THE EXERCISE:
Pick out every line in the records below that contains the string "tree". Case counts.

THE DATA:
+--

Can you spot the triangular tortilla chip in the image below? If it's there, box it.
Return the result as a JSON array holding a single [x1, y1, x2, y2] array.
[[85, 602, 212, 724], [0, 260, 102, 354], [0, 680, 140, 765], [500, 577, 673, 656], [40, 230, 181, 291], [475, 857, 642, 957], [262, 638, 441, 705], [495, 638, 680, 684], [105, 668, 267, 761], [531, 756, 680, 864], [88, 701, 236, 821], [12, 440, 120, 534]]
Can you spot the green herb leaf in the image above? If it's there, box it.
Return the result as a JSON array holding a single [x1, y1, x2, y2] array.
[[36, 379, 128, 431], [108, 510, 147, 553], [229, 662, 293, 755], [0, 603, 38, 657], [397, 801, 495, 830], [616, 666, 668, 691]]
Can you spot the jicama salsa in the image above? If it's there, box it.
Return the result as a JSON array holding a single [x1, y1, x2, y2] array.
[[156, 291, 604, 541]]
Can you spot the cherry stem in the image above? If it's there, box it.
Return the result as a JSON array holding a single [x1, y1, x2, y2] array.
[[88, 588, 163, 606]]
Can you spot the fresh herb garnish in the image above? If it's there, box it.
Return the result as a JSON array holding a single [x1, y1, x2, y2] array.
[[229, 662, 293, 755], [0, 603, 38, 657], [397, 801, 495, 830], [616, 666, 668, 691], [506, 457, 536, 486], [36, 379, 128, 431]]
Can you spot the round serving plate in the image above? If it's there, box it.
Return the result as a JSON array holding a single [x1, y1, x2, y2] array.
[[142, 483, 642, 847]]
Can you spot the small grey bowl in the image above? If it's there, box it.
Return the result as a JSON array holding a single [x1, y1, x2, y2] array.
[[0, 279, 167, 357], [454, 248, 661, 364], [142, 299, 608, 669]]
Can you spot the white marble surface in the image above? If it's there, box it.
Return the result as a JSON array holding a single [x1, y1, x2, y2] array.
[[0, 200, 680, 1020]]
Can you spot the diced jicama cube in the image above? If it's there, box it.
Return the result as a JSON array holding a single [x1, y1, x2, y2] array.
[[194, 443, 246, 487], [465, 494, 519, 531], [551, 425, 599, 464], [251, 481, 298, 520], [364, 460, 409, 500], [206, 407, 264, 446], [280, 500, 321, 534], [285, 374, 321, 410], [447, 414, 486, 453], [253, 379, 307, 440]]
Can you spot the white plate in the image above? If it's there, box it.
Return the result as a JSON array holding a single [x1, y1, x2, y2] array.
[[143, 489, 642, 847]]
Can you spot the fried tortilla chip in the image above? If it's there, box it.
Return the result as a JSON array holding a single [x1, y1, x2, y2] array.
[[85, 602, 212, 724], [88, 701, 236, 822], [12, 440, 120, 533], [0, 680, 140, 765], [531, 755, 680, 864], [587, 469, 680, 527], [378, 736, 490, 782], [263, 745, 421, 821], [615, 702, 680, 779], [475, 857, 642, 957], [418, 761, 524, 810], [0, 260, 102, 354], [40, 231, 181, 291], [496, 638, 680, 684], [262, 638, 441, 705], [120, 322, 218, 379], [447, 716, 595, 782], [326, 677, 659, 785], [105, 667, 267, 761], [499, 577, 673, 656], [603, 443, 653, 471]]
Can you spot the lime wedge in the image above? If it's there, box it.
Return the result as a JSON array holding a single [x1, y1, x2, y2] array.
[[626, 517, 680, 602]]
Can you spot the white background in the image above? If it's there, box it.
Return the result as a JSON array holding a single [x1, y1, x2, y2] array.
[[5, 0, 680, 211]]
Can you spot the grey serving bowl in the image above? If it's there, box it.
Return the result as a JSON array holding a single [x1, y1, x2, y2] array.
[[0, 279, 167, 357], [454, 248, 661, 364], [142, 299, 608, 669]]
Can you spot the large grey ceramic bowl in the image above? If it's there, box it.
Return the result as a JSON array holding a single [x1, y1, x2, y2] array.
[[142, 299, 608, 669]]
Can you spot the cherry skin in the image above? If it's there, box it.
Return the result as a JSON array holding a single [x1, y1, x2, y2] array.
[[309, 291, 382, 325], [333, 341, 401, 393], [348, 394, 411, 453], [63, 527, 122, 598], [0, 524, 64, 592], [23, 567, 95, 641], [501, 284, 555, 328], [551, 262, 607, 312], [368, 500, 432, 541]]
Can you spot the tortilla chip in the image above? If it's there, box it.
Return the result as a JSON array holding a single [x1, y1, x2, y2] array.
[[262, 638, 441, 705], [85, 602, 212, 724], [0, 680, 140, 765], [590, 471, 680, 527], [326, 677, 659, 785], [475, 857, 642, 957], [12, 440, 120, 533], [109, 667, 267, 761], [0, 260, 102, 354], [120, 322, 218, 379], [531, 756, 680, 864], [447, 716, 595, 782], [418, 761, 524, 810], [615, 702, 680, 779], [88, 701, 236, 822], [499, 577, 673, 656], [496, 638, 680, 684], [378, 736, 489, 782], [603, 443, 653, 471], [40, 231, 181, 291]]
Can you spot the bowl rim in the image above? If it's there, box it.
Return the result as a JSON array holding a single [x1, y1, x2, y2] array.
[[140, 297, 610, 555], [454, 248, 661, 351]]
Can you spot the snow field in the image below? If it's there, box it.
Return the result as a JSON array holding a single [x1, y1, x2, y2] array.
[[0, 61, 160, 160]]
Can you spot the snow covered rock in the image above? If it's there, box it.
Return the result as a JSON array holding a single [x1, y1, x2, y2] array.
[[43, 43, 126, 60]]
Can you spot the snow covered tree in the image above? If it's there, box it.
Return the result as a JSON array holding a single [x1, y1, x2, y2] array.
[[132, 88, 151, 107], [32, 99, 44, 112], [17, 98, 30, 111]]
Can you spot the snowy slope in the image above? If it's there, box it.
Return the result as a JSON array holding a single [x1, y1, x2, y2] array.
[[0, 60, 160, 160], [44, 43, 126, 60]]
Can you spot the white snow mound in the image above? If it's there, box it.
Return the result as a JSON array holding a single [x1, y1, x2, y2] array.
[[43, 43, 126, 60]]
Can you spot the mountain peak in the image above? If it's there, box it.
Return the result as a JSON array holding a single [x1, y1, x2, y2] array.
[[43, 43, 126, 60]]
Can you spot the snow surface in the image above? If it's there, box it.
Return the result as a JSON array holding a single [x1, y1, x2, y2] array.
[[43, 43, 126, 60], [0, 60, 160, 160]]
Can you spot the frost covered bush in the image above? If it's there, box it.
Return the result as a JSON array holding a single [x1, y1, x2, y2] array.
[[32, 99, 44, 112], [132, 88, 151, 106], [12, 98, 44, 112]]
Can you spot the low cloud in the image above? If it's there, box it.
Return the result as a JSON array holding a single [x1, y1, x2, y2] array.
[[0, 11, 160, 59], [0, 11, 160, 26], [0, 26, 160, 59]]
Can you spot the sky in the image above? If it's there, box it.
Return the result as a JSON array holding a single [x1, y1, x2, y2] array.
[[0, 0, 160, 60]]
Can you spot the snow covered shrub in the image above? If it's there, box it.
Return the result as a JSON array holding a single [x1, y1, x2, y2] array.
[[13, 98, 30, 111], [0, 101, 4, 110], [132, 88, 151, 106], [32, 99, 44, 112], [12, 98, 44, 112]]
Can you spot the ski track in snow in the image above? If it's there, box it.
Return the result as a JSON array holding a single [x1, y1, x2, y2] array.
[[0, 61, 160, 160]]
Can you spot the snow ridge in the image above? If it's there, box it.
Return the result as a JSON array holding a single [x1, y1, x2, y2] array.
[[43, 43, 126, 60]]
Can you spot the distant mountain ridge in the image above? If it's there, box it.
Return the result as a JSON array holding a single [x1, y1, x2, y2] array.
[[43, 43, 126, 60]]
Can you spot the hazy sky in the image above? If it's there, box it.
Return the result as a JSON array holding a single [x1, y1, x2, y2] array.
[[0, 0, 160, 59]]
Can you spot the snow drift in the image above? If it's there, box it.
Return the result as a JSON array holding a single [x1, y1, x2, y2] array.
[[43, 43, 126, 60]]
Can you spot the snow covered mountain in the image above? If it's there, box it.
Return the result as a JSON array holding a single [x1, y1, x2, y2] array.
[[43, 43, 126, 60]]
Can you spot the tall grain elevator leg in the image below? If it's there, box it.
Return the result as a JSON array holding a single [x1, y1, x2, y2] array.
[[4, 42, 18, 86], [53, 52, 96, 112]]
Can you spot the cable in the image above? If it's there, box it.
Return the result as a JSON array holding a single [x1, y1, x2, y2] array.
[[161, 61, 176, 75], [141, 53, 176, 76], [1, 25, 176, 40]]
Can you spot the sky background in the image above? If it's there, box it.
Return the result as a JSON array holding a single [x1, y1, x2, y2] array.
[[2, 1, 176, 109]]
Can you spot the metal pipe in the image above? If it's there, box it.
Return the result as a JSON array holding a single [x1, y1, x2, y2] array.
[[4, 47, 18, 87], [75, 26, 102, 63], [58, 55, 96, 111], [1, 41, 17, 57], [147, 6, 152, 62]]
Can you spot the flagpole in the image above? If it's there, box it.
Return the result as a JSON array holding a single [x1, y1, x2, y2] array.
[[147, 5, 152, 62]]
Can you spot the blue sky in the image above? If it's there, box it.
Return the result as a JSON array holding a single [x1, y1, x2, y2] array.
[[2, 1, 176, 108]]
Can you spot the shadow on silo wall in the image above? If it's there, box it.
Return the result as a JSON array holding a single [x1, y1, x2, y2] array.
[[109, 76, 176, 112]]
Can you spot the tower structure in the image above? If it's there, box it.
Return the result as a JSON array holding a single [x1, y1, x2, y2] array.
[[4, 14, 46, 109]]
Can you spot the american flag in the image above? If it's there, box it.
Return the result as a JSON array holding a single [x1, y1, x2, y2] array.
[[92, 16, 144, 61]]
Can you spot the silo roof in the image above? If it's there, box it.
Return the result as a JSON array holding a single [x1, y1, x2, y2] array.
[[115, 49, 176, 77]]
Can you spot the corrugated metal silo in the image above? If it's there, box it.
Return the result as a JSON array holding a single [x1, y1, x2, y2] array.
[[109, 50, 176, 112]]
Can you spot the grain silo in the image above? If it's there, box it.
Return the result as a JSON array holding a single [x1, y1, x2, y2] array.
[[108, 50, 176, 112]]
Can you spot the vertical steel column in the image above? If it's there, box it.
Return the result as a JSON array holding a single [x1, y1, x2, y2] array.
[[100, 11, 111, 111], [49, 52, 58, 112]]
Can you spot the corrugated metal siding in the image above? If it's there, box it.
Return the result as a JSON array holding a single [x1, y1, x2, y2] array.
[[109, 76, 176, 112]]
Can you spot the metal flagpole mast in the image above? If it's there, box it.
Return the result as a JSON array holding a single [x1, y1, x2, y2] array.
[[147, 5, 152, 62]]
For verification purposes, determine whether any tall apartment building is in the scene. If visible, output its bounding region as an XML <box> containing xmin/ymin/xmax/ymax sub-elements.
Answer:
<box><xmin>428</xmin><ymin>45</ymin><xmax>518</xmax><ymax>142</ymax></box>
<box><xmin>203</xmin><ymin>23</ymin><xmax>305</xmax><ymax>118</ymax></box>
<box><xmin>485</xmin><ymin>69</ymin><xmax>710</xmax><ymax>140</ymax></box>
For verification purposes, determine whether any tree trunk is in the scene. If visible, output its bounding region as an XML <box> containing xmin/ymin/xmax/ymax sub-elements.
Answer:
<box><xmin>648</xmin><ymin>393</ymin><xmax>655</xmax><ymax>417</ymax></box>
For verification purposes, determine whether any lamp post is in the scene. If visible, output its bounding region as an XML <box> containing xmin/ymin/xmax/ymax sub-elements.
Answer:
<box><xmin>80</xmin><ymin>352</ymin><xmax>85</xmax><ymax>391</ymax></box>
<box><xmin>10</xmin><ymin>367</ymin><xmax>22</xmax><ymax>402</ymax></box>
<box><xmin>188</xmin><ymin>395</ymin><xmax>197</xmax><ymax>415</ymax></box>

+--

THE RESPONSE:
Can you spot the snow covered tree in the image above? If it's there, box it.
For verification purposes, determine whether any tree trunk is in the scene. If visible, output its bounding region as an XML <box> containing xmin/ymin/xmax/ymax sub-elements.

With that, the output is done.